Point placement records:
►

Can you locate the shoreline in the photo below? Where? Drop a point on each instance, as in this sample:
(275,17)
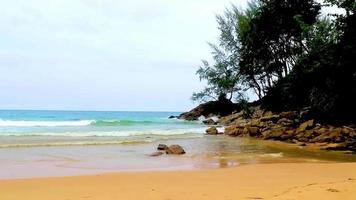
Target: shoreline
(259,181)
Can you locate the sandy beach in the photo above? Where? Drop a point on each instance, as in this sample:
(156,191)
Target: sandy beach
(260,181)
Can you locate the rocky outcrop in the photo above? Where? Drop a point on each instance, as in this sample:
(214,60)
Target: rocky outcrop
(157,153)
(222,107)
(212,131)
(162,147)
(175,149)
(292,127)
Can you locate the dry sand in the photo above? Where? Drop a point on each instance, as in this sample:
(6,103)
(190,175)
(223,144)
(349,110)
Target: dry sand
(260,181)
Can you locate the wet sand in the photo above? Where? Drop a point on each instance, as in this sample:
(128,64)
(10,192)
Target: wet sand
(260,181)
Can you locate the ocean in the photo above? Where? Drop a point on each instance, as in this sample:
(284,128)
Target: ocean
(90,127)
(65,143)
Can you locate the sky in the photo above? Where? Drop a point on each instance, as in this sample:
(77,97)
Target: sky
(137,55)
(104,54)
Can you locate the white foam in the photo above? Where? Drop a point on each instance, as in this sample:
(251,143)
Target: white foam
(177,132)
(9,123)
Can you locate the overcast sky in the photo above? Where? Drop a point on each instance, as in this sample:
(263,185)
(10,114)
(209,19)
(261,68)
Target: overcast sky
(104,54)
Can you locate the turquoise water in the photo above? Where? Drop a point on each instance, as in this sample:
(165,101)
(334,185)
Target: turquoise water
(61,143)
(31,128)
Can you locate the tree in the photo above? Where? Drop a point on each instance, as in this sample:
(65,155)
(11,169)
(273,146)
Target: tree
(223,76)
(271,40)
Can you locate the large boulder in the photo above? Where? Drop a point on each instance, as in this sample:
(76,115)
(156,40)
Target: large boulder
(291,115)
(231,118)
(274,133)
(234,130)
(273,118)
(175,149)
(252,131)
(157,153)
(162,147)
(306,126)
(222,107)
(210,122)
(212,131)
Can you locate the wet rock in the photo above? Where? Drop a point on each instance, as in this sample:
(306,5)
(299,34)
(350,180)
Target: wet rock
(162,147)
(175,149)
(330,136)
(209,122)
(157,153)
(291,115)
(234,130)
(212,131)
(231,118)
(273,118)
(222,107)
(274,133)
(306,126)
(285,122)
(344,146)
(252,131)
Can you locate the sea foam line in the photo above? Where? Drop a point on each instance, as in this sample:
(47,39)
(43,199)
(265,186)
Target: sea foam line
(10,123)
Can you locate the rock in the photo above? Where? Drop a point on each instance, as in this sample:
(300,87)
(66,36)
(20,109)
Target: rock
(291,115)
(285,122)
(209,122)
(330,136)
(273,118)
(222,107)
(274,133)
(252,131)
(305,126)
(212,131)
(344,146)
(162,147)
(231,118)
(175,149)
(157,153)
(234,130)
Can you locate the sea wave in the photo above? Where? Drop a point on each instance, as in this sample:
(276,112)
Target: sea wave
(10,123)
(172,132)
(74,143)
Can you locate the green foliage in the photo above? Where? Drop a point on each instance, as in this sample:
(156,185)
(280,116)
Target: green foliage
(289,55)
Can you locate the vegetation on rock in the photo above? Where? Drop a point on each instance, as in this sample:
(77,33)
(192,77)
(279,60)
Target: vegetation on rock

◄

## What is asked:
Above are records to transcribe exactly; leave their pictures out.

## Task solution:
Can you locate the shoreline in the photo below? Where? Drop a point on each instance, as in this sample:
(275,17)
Target: shoreline
(259,181)
Can you locate the sandy beach in the photo above? Where? Drop a point on each instance, as in this sample:
(156,191)
Target: sandy beach
(260,181)
Can you locate the rocky outcrop in the photo above? Where? Drop a point on each instance, as in this sample:
(214,60)
Target: rocky outcrop
(157,153)
(222,107)
(212,131)
(162,147)
(175,149)
(292,127)
Can you locate the dry sand in the photo above? Where? Drop a point on each instance, as in this sample:
(6,103)
(190,175)
(223,144)
(349,110)
Target: dry sand
(260,181)
Can you locate the wet sand in the photo above? Where? Drop a point on each instance, as in this sample:
(128,64)
(10,192)
Target: wet sand
(260,181)
Can you locate the ocean in the photo above? Where? Drop a point on each instance, as in this sample:
(284,128)
Target: ocean
(90,127)
(65,143)
Can you locate the sky in the photo above? Where? Drop a point on each instance, as in this sample:
(77,97)
Target: sky
(137,55)
(104,54)
Can you locate the white foam in the photo above? Where? Drop a point on each instance, as in this sample:
(251,143)
Target: white foam
(177,132)
(9,123)
Can you locate the overcast sky in the photo above? Where? Drop a point on each instance, as in this sample:
(263,185)
(10,114)
(209,19)
(261,68)
Target: overcast sky
(104,54)
Can you locate the turquoise water in the photo above? Where? Drop a point on each instance, as in this sample:
(165,101)
(334,185)
Target: turquoise water
(61,143)
(31,128)
Can you locate the tree in the photo above? Where? Drop a point on each instance, as in this sample:
(65,155)
(11,169)
(273,146)
Target: tree
(223,76)
(271,40)
Can you locate the large boulder in the photo above? Where? Drop a point on each instance, as in this sample:
(76,115)
(156,40)
Target: large boulder
(291,115)
(231,118)
(274,133)
(234,130)
(273,118)
(175,149)
(252,131)
(157,153)
(162,147)
(306,126)
(222,107)
(210,122)
(212,131)
Can you locate the wet rock in the photo above? Where? Drop a point on each instance, as in this sample:
(306,5)
(299,34)
(350,180)
Target: wet rock
(162,147)
(175,149)
(330,136)
(209,122)
(157,153)
(291,115)
(234,130)
(212,131)
(231,118)
(273,118)
(222,107)
(274,133)
(306,126)
(285,122)
(344,146)
(252,131)
Can you locate the sea foam line in the photo above? Where? Drop a point on each instance, as in this sample:
(47,39)
(43,199)
(265,186)
Target: sea foam line
(10,123)
Can you locate the rock in the photo above? Where? Drop a point on each instance, as in this sample:
(300,87)
(66,36)
(20,109)
Target: rock
(291,115)
(285,122)
(209,122)
(330,136)
(273,118)
(222,107)
(274,133)
(252,131)
(305,126)
(212,131)
(344,146)
(162,147)
(231,118)
(175,149)
(157,153)
(234,130)
Can you locate the sea wave in the photo above? Where? Drop a point on each instance, as in this sample:
(276,112)
Target: sea wave
(10,123)
(172,132)
(74,143)
Can you locate the green foliage in the photo above? Where? Drop a point on each instance, as in this sample:
(156,185)
(280,116)
Target: green foliage
(289,55)
Can you locate the vegetation on rock in the photo above? Where? Drop a point on each instance, as in this sample:
(77,33)
(192,77)
(279,60)
Target: vegetation on rock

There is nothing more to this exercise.